- [Reading text]
○ ○ ○ ○
JenNewf 07-02-014

THE NEW FACES OF CHRISTIANITY

Believing the Bible in the Global South

 

 

Philip Jenkins

Oxford University Press, 2006, 252 pp., ISBN 0-19-530065-3  

 

Philip Jenkins is professor of history and religious studies at Penn State University and the author of several books.  The Next Christendom made the cover story of the Atlantic Monthly and surprised missiologists who did not expect such a complete work that parallels so much of their own research over the past two decades.  This is a follow-up work describing how Christians in the newer churches read and understand the Bible.  It is more academic than the previous book and I found myself getting bogged down in it.  Nevertheless it has significant insights, especially for the missions movement.

 

Ch. 1.  Shall the Fundamentalists Win?

There is a sharp global division, “with many North American and European churches willing to accommodate liberalizing trends in the wider society, while their African and Asian counterparts prove much more conservative.  These controversies are grounded in attitudes to authority and, above all, to the position of the Bible as an inspired text.” (1)

 

“As Joel Carpenter observes, ‘Christian theology eventually reflects the most compelling issues from the front lines of mission, so we can expect that Christian theology will be dominated by these issues rising from the global South.’”  “Over the past decade, the worldwide Anglican Communion has provided the most visible front in North-South struggles over biblical authority.” (2)

 

Conservative themes “include a much greater respect for the authority of scripture, especially in matters of morality; a willingness to accept the Bible as an inspired text and a tendency to literalism; a special interest in supernatural elements of scripture, such as miracles, visions, and healings; a belief in the continuing power of prophecy; and a veneration for the Old Testament, which is considered as authoritative as the New.” (4) [The book treats these issues in detail. dlm]

 

“For the growing churches of the global South, the Bible speaks to everyday, real-world issues of poverty and debt, famine and urban crisis, racial and gender oppression, state brutality and persecution.  The omnipresence of poverty promotes the awareness of the transience of life, the dependence of individuals and nations on God, and the distrust of the secular order.” (5)

 

“In consequence, the ‘Southern’ Bible carries a freshness and authenticity that adds vastly to its credibility as an authoritative source and a guide for daily living.” (5)  “Cultures that readily identify with biblical worldviews find it easier to read the Bible not just as historical fact, but as relevant instructions for daily conduct: and that even applies to such unfashionable books as Leviticus.” (6)

 

“The figures are startling.  Between 1900 and 2000, the number of Christians in Africa grew from 10 million to over 360 million, from 10 percent of the population to 46 percent.” “Already today, Africans and Asians represent some 30 percent of all Christians, and the proportion will rise steadily.” (9)
○ ○ ○ ○
- [Provided records]
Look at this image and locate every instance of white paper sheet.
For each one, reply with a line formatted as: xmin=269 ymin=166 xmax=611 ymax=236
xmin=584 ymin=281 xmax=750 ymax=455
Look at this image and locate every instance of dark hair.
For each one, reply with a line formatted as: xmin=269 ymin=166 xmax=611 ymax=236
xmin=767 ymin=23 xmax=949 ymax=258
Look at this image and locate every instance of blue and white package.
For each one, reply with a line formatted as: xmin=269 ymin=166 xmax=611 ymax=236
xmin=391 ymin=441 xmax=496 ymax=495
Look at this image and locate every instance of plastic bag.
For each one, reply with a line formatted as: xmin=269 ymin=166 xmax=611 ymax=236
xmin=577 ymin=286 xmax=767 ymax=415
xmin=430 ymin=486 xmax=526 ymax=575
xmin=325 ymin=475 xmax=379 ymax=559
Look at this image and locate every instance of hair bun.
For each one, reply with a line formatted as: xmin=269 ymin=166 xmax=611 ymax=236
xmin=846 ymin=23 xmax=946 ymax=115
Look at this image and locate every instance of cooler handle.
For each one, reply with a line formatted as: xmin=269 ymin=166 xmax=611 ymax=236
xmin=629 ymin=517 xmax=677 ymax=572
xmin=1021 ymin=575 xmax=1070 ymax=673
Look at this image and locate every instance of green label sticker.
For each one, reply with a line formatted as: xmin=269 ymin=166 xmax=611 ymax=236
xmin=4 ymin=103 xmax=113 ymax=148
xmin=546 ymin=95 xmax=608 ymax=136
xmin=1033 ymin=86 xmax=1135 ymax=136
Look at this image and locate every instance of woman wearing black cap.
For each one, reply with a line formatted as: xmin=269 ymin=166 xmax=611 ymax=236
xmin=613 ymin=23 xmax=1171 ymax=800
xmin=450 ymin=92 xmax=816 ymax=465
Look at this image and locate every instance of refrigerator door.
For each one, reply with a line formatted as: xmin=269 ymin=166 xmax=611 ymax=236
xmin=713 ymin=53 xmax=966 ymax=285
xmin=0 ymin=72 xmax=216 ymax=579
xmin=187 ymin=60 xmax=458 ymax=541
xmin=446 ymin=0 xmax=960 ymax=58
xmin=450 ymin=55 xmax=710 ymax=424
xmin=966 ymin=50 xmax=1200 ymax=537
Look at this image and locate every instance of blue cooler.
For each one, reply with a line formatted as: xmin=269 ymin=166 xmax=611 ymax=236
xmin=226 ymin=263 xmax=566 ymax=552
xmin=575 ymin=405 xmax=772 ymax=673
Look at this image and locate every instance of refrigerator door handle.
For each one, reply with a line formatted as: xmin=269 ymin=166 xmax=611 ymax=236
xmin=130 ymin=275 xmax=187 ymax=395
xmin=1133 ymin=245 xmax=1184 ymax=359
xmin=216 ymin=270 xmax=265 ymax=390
○ ○ ○ ○
- [Given problem] Return the part of the book review between "Philip Jenkins is" and "the Fundamentalists Win?", inclusive, copied word for word.

- [Answer]
Philip Jenkins is professor of history and religious studies at Penn State University and the author of several books.  The Next Christendom made the cover story of the Atlantic Monthly and surprised missiologists who did not expect such a complete work that parallels so much of their own research over the past two decades.  This is a follow-up work describing how Christians in the newer churches read and understand the Bible.  It is more academic than the previous book and I found myself getting bogged down in it.  Nevertheless it has significant insights, especially for the missions movement.

 

Ch. 1.  Shall the Fundamentalists Win?